Dataset entries
════════════════════

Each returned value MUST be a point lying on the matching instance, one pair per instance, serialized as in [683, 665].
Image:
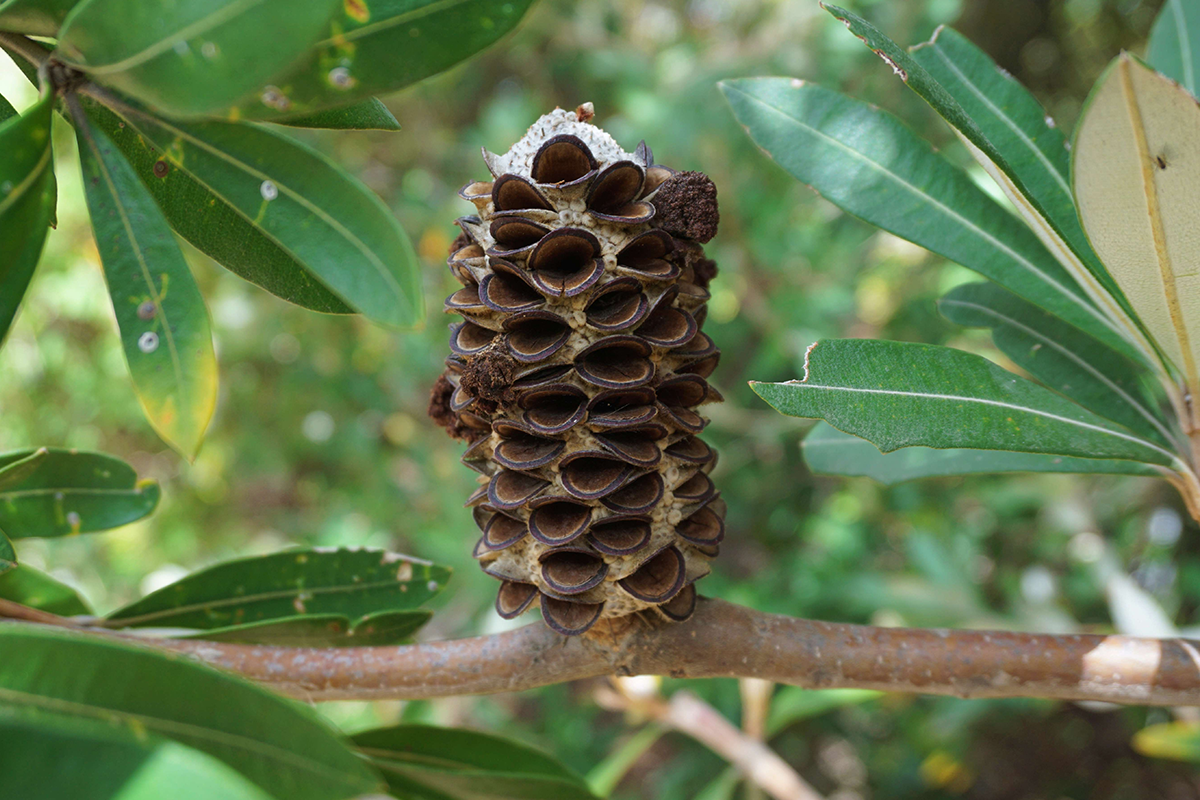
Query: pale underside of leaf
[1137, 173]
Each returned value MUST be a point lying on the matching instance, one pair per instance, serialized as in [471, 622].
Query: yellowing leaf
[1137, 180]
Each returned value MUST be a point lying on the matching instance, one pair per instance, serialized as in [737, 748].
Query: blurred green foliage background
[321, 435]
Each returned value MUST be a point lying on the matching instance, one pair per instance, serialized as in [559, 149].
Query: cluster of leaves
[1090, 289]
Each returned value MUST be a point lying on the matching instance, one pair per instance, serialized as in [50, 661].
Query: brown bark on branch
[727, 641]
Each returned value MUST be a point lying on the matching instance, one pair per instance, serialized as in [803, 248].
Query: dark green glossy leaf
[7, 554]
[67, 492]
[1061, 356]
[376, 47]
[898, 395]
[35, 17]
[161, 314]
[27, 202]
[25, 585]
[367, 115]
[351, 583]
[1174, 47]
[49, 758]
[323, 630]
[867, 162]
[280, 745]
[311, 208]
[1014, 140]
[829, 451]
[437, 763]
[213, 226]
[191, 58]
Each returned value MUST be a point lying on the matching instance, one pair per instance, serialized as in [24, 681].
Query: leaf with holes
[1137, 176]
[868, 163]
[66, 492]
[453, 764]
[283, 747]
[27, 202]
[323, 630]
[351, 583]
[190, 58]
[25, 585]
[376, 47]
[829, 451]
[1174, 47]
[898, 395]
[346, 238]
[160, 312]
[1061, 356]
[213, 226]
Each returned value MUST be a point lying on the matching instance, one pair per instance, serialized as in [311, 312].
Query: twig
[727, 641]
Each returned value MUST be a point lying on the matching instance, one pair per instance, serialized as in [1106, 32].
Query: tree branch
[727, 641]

════════════════════

TASK PROMPT: Please reproduce the records from the line that has "in [737, 748]." through the line that has "[1090, 289]", substituting "bunch" for "cluster" and leaving everything else the same. Give only those lines.

FINISHED TASK:
Each returned value MUST be a point lying on the matching instance, one pair per instance, serialized as in [737, 748].
Query: blurred green foliage background
[321, 435]
Each returned value MUST be a point lying on the matching instance, one pair per instance, serialized as in [559, 149].
Query: bunch of leaves
[1090, 289]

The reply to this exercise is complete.